▸ **Record excerpts**:
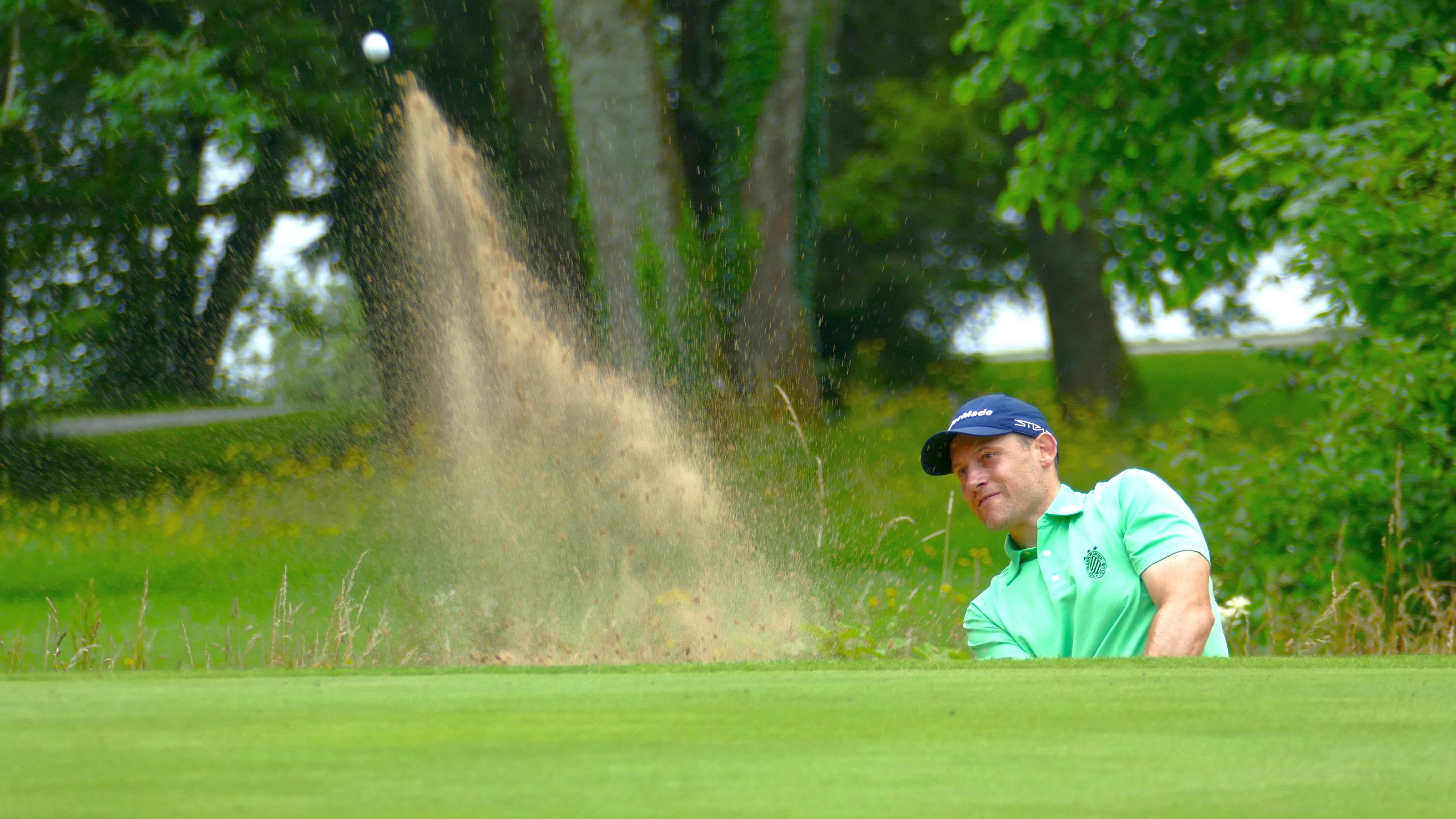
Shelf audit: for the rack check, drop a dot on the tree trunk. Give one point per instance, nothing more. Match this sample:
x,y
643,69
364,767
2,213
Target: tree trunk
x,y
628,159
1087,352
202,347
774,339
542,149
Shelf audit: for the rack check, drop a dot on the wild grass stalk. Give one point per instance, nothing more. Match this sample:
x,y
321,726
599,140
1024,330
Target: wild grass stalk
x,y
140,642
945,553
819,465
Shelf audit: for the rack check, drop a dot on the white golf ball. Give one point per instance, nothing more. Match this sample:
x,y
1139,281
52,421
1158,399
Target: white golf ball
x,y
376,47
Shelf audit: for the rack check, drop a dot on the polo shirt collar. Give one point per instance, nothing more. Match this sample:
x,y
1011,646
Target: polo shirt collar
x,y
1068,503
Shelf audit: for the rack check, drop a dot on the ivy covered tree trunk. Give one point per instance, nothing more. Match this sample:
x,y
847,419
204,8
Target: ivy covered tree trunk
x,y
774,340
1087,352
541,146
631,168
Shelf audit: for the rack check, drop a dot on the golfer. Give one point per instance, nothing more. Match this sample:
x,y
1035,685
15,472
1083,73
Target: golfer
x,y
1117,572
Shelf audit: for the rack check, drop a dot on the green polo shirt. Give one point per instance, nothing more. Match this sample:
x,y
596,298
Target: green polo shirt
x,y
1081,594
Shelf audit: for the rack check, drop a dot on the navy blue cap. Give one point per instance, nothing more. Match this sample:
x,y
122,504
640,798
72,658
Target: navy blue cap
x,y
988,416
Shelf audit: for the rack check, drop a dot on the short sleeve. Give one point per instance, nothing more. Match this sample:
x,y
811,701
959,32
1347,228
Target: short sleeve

▸ **What the exercise asks**: Pictures are to be omitted; set down the rest of the entries exactly as given.

▸ **Task answer**:
Shelf audit: for the rack check, drop a dot on the tree trunk. Give one point per instance, nothing more. Match this sample:
x,y
643,69
364,767
2,213
Target: tree trunk
x,y
628,159
1087,352
202,347
774,339
542,149
Shelf audit: for the rack check, drop a dot on the wild grass stalk. Give one point per instance, nothing more. Match this sample:
x,y
321,726
599,140
1024,330
Target: wild grass stalk
x,y
140,642
945,553
819,465
Shelf audit: for the rack check, drop a dot on the white golf ball. Give one point per instance, nothing more. Match this sample:
x,y
1139,281
52,421
1158,399
Target: white golf ball
x,y
376,47
Shelf audit: for the rack check, drop a dot on the polo shirt collar. Give one point per instance, nothing more. Match this sample:
x,y
1011,646
Target: polo shirt collar
x,y
1068,503
Shelf audit: for the rack check, drop a dot on the ivy covered tree trunk. Give one point per instance, nothing more. Match this sample:
x,y
847,419
204,8
Target: ivy covered tree trunk
x,y
774,340
1087,352
541,146
631,168
Shelf audit: for the rack check, drop a dot on the golfer. Give one point per instance, nothing more. Match this sample:
x,y
1035,685
15,472
1083,73
Target: golfer
x,y
1117,572
Shelf audit: for the rack check, drop a dot on the green polo shirt. Give one point per instance, nothing more. Match this sample:
x,y
596,298
Target: green polo shirt
x,y
1081,594
Shelf audit: for the rack check, drop a dot on the navy blue cap. Give one point per instance, nothing more. Match this sample:
x,y
122,504
640,798
72,658
Target: navy blue cap
x,y
988,416
Shelf audit: for the rack check, drop a dot on the short sleeve. Give one point per instance, nothing more. Match this sample:
x,y
811,701
959,32
1347,228
Target: short sleeve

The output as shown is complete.